### TEXTE CITÉ ###

Nouvelles réponses à Jean-Noël Cuénod

Premier point. Je me doutais bien que Jean-Noël Cuénod, afin d’échapper à ses positions contradictoires en apparence, irait dans le sens de distinguer les principes de base de la laïcité de ses diverses applications.

 

Or, j’ai eu l’occasion d’expliquer que si doctrinalement, l’islam ne s’accordait pas avec l’un de ces principes, notamment « la séparation des institutions religieuses et de l’Etat », il restait possible pour les musulmans de vivre dans un espace laïc.

En parlant du vivre ensemble, je m’exprimais donc dans le cadre des diverses applications en question. Et là, Jean-Noël Cuénod aurait très bien pu considérer ma proposition comme relevant d’une analyse de cas sur le terrain, au lieu que d’en faire une affaire de principes. Nous sommes donc, dans le fond, d’accord sur ces distinctions.

###

* [CONSIGNES]
1 - D'après le texte cité, avec quel principe de la laïcité l'islam ne s'accorde-t-il pas sur le plan doctrinal ?
2 - Traduisez en anglais cette phrase du texte cité : « Nous sommes donc, dans le fond, d'accord sur ces distinctions. »
3 - Relevez toutes les phrases du paragraphe du texte cité qui commence par « En parlant du vivre ensemble ».

### DONNÉES ENREGISTRÉES ###

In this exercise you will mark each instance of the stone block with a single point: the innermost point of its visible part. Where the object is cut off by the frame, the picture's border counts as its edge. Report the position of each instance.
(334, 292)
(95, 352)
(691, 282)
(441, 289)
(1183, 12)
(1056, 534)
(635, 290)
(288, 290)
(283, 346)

###
### DONNÉES ENREGISTRÉES ###

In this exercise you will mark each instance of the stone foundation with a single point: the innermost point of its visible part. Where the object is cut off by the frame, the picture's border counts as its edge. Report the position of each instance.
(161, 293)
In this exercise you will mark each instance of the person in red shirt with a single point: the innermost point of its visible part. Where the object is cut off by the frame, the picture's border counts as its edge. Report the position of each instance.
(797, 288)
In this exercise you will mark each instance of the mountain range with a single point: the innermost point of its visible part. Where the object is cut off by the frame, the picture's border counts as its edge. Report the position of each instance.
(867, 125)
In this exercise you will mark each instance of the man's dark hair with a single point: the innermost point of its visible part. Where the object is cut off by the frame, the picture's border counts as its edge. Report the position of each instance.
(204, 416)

###
### DONNÉES ENREGISTRÉES ###

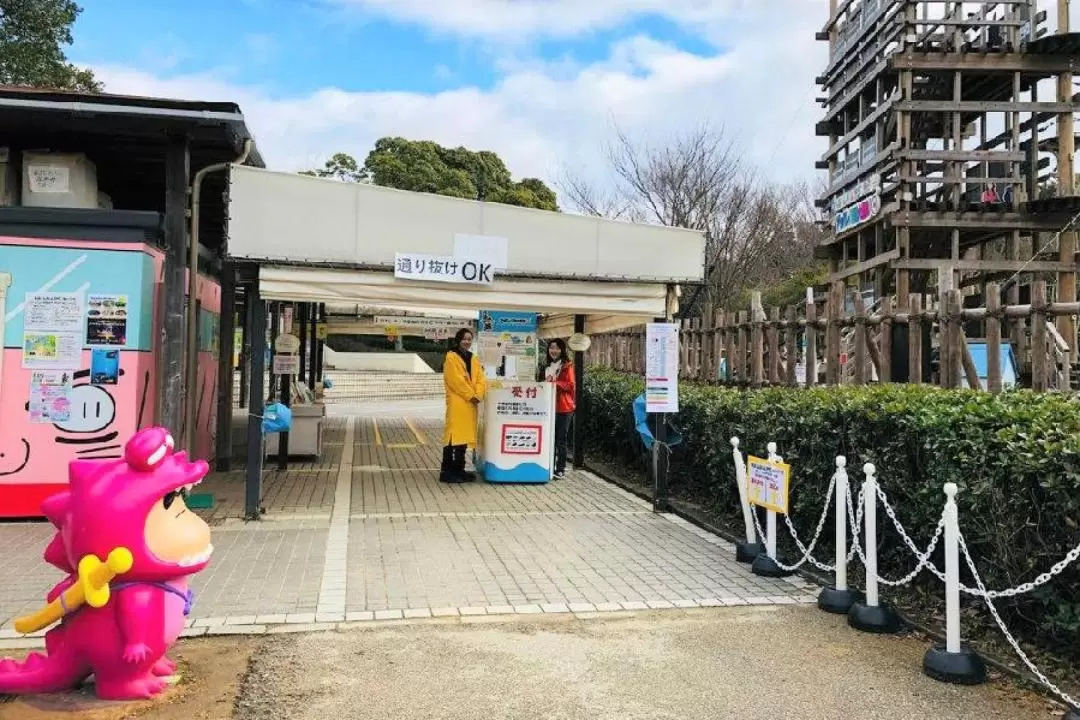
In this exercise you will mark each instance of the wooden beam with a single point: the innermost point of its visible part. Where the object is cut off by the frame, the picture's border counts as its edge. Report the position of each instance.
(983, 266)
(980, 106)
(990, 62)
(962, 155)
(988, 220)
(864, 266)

###

* [RÉSULTATS PAR TÂCHE]
1 - La séparation des institutions religieuses et de l'État.

2 - We are therefore, at bottom, in agreement on these distinctions.

3 -
- En parlant du vivre ensemble, je m'exprimais donc dans le cadre des diverses applications en question.
- Et là, Jean-Noël Cuénod aurait très bien pu considérer ma proposition comme relevant d'une analyse de cas sur le terrain, au lieu que d'en faire une affaire de principes.
- Nous sommes donc, dans le fond, d'accord sur ces distinctions.